De superhéroes salvadores

21 de febrero de 2020  •  Lectura: 6 min.
Imagen: © Warner Bros.

Me llama la atención la proporción de películas y series de televisión (en servicios como Netflix o HBO) que cuentan sobre superhéroes salvadores. Son personajes sobrehumanos, frecuentemente con importantes defectos personales, que responden a la vocación de intervenir para salvar a los mortales comunes, que están en peligro de sucumbir.

No son muy diferentes en sus características, de los dioses de los griegos y los romanos. Aquellos también tenían importantes defectos personales, rivalidades sin fin, una lascivia incontrolada… Y también intervenían para defender a los que clamaban a ellos, luchaban contra el caos que amenazaba con apoderarse de la sociedad, apoyaban a los inocentes en sus guerras contra los malvados.

A veces se limitan a filmar los mitos de la antigüedad. Más típicamente vemos a seres de fantasía actuar en nuestra sociedad contemporánea con toda su violencia y crimen organizado, contra la maldad a todos los niveles que opera hoy día. Y en otros casos, nos trasladamos a escenarios más o menos medievales, donde veremos actuar seres sobrenaturales, con todos sus poderes.

En todos los casos, sus luchas contra el crimen, la maldad y el caos —caos social, político o criminal, aunque puede incluir también caos ecológico— es una lucha real, donde siempre existe la posibilidad de caer derrotados junto con aquellos por quienes luchan. Sin embargo siempre acaban victoriosos al final. Aunque los maten, siempre habrá otra película o una temporada posterior, donde reaparecerán aunque parezca imposible.

════════════════════

### POR HACER:
1 – Resume en dos oraciones el texto sobre los superhéroes salvadores.
2 – Escribe la continuación del texto sobre los superhéroes salvadores a partir de su última oración.

════════════════════

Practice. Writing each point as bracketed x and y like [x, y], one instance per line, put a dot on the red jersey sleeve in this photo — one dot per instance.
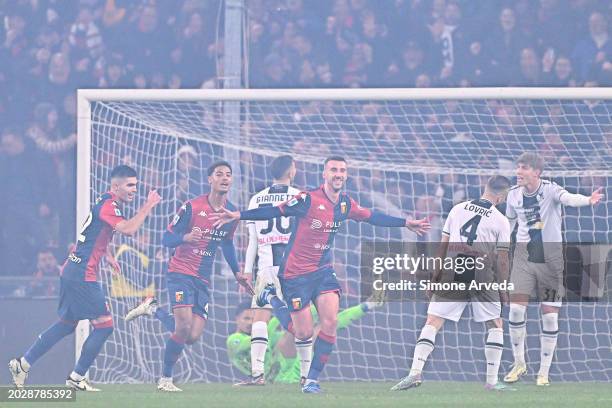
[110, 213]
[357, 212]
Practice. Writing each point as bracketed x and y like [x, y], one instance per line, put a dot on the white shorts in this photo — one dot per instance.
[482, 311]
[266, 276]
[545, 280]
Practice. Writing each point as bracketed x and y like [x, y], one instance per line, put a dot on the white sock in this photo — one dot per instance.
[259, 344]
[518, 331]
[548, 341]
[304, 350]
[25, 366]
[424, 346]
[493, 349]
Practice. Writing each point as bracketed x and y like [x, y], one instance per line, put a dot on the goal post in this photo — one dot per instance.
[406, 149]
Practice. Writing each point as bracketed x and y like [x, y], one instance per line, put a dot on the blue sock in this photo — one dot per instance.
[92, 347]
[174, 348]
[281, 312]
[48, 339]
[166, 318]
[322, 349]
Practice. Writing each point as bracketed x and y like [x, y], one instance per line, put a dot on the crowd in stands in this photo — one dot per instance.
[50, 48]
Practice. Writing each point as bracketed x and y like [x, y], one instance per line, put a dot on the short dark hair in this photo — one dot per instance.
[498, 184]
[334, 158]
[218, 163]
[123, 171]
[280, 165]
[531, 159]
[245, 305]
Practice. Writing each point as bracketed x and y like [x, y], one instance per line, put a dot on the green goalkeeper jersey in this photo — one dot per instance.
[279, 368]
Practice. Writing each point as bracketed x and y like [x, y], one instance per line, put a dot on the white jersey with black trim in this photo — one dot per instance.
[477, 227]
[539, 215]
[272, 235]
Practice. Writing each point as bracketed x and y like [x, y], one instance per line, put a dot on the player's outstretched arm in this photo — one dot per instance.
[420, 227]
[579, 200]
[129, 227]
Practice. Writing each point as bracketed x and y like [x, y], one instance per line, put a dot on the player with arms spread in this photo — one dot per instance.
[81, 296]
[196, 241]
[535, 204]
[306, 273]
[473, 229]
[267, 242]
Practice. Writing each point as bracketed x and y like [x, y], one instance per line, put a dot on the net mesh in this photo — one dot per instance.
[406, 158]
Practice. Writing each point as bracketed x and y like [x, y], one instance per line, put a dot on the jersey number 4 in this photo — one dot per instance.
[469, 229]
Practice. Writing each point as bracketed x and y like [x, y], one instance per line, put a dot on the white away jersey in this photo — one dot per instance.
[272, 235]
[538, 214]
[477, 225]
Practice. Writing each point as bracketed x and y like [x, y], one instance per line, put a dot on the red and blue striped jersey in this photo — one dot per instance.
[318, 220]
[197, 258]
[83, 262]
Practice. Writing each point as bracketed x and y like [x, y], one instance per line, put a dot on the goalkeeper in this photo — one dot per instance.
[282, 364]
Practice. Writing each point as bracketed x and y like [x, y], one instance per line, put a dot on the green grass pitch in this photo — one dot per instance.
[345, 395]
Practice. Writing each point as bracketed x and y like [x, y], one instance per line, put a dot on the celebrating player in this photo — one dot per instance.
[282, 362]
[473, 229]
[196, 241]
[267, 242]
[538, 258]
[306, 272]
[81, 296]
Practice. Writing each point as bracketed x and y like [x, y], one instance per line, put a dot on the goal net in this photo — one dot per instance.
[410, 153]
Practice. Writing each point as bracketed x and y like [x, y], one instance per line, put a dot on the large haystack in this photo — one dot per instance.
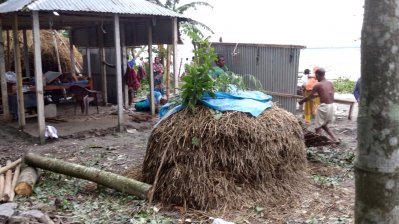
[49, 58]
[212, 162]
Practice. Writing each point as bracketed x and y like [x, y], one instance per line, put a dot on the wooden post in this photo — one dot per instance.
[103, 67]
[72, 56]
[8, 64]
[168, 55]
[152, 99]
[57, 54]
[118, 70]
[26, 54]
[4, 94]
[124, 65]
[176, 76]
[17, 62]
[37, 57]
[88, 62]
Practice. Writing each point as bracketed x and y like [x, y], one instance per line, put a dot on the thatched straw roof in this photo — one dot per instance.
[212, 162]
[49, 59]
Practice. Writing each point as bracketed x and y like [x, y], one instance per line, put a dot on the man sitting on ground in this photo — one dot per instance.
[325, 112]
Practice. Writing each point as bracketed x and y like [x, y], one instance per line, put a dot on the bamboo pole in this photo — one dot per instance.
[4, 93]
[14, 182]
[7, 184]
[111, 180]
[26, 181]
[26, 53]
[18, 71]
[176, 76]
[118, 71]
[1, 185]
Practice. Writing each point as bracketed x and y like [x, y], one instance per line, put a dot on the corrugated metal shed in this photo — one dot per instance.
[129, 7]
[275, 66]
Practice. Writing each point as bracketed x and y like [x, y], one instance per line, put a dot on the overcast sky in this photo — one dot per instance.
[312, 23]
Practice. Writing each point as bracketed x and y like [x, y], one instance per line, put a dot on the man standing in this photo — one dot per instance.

════════════════════

### RESULTADOS:
1 – Abundan las películas y series sobre superhéroes salvadores, personajes sobrehumanos con importantes defectos personales que intervienen para salvar a los mortales en peligro y que se parecen mucho a los dioses griegos y romanos. Ya sea en mitos antiguos, en la sociedad contemporánea o en escenarios medievales, su lucha contra el crimen, la maldad y el caos es real y podría terminar en derrota, pero siempre acaban victoriosos y reaparecen aunque los maten.

2 –
No soy experto en este género de entretenimiento, así que es probable que estas generalizaciones que estoy haciendo se alejen algo de la verdad. Aunque he visto algo de esto, disto mucho de haberlo visto todo. La reflexión a continuación, entonces, más que un análisis del contenido de estas películas y series, es una reflexión acerca de la frecuencia con que se nos ofrece para nuestro entretenimiento.

G. K. Chesterton, un apologeta cristiano británico del siglo pasado, escribió que: «Cuando los hombre eligen no creer en Dios, entonces no es que no crean en nada; entonces es que son capaces de creerse cualquier cosa».

Cuando los seres humanos renuncian a creer en Dios, la necesidad psicológica —mejor sería decir que necesidad espiritual— de un Salvador sobrenatural, que es una parte imborrable del alma humana, hallará expresión de otras muchas maneras, normalmente mucho más fantasiosa que el evangelio cristiano.

Esto ya me llamó la atención hace décadas, mucho antes del auge de todos estos superhumanos fantásticos de la industria del entretenimiento hoy día, cuando me aficioné a leer las novelas de ciencia ficción de Isaac Asimov. El caso de Asimov es emblemático, porque aunque se preciaba de ser judío, también se preciaba de ser ateo. Dios desde luego que no figura en absoluto en ninguna de sus obras de ficción. (Por lo menos no en ninguna que haya leído yo; Asimov fue un autor increíblemente prolífico. ¡Hasta tal punto que cuesta creer que ni siquiera él mismo fuera capaz de leer todo lo que escribió!)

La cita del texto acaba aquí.